## JOB
Restate every line of the material, word for word.

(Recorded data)
↓↓↓
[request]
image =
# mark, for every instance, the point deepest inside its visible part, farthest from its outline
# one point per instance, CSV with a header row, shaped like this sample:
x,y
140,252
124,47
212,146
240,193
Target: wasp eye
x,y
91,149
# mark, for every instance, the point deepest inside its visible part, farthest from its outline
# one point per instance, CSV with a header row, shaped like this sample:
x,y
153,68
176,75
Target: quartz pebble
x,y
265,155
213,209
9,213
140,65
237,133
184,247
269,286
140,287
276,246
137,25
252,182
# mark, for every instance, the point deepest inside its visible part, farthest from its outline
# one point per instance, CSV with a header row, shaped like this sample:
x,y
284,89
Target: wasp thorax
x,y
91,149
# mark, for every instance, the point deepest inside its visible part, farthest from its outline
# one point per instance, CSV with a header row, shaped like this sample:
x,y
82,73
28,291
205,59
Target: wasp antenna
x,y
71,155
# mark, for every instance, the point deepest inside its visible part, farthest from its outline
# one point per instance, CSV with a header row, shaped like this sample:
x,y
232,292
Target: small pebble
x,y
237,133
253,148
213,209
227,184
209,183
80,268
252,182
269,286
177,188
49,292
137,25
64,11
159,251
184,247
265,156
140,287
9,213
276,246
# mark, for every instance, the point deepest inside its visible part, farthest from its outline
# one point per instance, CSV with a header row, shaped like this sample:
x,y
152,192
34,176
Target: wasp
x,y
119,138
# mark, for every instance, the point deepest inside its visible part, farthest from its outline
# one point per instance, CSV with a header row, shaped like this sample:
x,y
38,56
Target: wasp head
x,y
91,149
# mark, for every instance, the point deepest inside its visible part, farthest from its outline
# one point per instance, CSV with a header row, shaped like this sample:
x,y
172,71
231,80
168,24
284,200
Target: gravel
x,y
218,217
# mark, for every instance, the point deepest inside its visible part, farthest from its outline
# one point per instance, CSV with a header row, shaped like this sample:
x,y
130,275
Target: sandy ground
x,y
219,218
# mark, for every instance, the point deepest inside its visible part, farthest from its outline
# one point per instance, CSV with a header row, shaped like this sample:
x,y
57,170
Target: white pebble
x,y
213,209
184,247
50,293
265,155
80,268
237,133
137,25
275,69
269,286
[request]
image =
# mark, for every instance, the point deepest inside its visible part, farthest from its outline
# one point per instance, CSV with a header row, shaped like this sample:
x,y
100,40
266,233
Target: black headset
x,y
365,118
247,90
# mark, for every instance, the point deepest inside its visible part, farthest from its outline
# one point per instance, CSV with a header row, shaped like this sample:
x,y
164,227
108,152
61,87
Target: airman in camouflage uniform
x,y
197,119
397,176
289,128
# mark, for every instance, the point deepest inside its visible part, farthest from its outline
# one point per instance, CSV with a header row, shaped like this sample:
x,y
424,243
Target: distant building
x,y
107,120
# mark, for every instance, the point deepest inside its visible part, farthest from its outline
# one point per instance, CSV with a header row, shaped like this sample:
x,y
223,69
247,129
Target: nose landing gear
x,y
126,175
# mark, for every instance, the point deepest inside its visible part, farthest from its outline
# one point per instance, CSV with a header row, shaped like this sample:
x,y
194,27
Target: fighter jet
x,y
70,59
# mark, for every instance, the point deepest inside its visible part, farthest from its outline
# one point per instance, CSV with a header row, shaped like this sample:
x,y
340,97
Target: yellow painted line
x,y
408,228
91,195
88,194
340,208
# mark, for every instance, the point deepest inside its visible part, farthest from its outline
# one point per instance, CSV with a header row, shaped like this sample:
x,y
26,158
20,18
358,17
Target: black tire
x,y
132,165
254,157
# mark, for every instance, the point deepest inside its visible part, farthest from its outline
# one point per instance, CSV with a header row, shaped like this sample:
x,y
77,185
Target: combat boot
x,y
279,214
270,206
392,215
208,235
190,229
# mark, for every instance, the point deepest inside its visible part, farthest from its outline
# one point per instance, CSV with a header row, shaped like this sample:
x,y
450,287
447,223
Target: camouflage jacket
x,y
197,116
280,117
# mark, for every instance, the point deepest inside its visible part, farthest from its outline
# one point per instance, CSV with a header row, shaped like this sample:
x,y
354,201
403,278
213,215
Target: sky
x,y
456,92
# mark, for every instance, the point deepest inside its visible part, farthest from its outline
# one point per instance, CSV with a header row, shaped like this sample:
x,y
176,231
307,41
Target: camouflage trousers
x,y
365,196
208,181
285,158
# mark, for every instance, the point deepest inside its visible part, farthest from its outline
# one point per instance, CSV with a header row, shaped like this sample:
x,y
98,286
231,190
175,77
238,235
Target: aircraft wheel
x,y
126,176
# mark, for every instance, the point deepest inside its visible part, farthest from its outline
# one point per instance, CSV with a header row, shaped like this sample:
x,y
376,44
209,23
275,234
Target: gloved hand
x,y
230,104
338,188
↑↑↑
## TASK OUTPUT
[request]
image =
# mark, for every instance, the point deepest inside its visible part, farthest from its outline
# one point per instance, CSV with a header row, shaped like this sample:
x,y
140,252
124,47
212,146
240,193
Target: wasp eye
x,y
91,149
# mark, for every instance, the point deepest inside its visible part, farthest from its outline
# one point per instance, CSV with a header row, shaped like this sample:
x,y
153,68
176,75
Target: quartz pebble
x,y
265,155
213,209
9,213
140,65
237,133
184,247
269,286
140,287
276,246
137,25
252,182
# mark, for every instance, the point deepest inside its visible part, farthest from its outline
# one point per instance, CSV with a header row, shaped like this sample:
x,y
284,89
Target: wasp thorax
x,y
91,149
# mark, for every instance, the point deepest inside its visible part, farthest from its outline
# one point per instance, CSV with a header row, shaped like this sample:
x,y
82,73
28,291
205,59
Target: wasp antenna
x,y
71,155
# mark, for every instance, the point deepest inside its visible part, farthest from its outline
# one point per instance, CSV with a header row, shaped like this sample:
x,y
232,292
Target: small pebble
x,y
237,133
253,148
213,209
227,184
209,183
80,268
252,182
269,286
177,188
49,292
137,25
64,11
159,251
184,247
265,156
140,287
9,213
276,246
# mark, for every instance, the point deepest inside its visible part, farthest from its outline
# one point per instance, CSV with a header row, shaped like this sample:
x,y
152,192
34,176
Target: wasp
x,y
119,138
# mark, for every instance, the point deepest inside its visible part, farthest from its outline
# one point per instance, CSV with a header row, shaped like this sample:
x,y
38,56
Target: wasp head
x,y
91,149
# mark, for every instance, the point deepest inside its visible part, farthest from its outline
# one point per instance, CSV with a header row, shaped like this sample:
x,y
172,71
231,80
168,24
284,200
Target: gravel
x,y
218,217
# mark, for every instance, the point deepest inside its visible part, farthest from its outline
# one point per instance, CSV with a header row, shaped like this sample:
x,y
130,275
Target: sandy ground
x,y
219,218
# mark, for every instance, the point deepest inside its visible part, farthest from its outline
# one point per instance, CSV with a header row, shaped like this sample:
x,y
57,170
Target: white pebble
x,y
213,209
184,247
50,293
265,155
80,268
237,133
137,25
275,69
269,286
[request]
image =
# mark, for every instance, the point deepest inside its visible part, farthest from its outline
# one point per instance, CSV with a header row, shaped like this sample:
x,y
100,40
266,233
Target: black headset
x,y
365,118
247,90
# mark, for every instance, the point deepest inside its visible part, farthest from its outline
# one point per instance, CSV with a header row, shaped like this sample:
x,y
164,227
108,152
61,87
Target: airman in camouflage uniform
x,y
197,119
397,176
289,128
# mark, for every instance, the point deepest inside its visible part, farthest from its outline
# one point per instance, CSV with a header row, shaped like this sample:
x,y
424,243
Target: distant building
x,y
107,120
# mark, for every instance, the point deepest inside its visible part, farthest from its outline
# one point per instance, CSV with a header row, shaped like this sample:
x,y
223,69
247,129
Target: nose landing gear
x,y
126,175
# mark, for every instance, the point deepest inside its visible part, farthest from its outline
# one point per instance, CSV with a header row, shaped like this sample:
x,y
194,27
Target: fighter jet
x,y
70,59
# mark, for every instance, the point deepest inside its visible part, farthest from its outline
# one point per instance, CSV with a header row, shaped like this sample:
x,y
340,97
Target: yellow painted line
x,y
408,228
91,195
88,194
340,208
# mark, for every instance, the point deepest inside its visible part, farthest from its outline
# one point per instance, CSV with a header row, shaped like this sample:
x,y
26,158
20,18
358,17
Target: black tire
x,y
132,165
254,157
# mark, for every instance, the point deepest inside its visible part, farthest from its outline
# one point per instance, CSV with a header row, shaped like this sample:
x,y
77,185
Target: combat boot
x,y
279,214
270,206
392,215
208,235
190,229
# mark, for every instance, the point deepest inside its visible part, farthest from its outline
# one point per instance, CSV with a header row, shaped like this sample:
x,y
450,287
447,223
Target: camouflage jacket
x,y
197,116
280,117
# mark, for every instance, the point deepest inside its visible part, farthest from its outline
# one point per instance, CSV with a header row, shaped like this sample:
x,y
354,201
403,278
213,215
Target: sky
x,y
456,92
# mark, for every instance, the point deepest inside its visible part, farthest from its outline
# one point per instance, CSV with a header row, shaped like this sample:
x,y
176,231
307,41
Target: camouflage trousers
x,y
365,196
208,181
285,158
# mark, for every instance, the point deepest inside its visible part, farthest from its outline
# one point per instance, CSV with a header row, shaped like this sample:
x,y
98,286
231,190
175,77
238,235
Target: aircraft wheel
x,y
126,176
# mark, for every instance, the point deepest inside its visible part, farthest from its outline
# one point per instance, CSV with a header row, shaped like this sample:
x,y
376,44
209,23
275,234
Target: gloved hand
x,y
230,104
338,188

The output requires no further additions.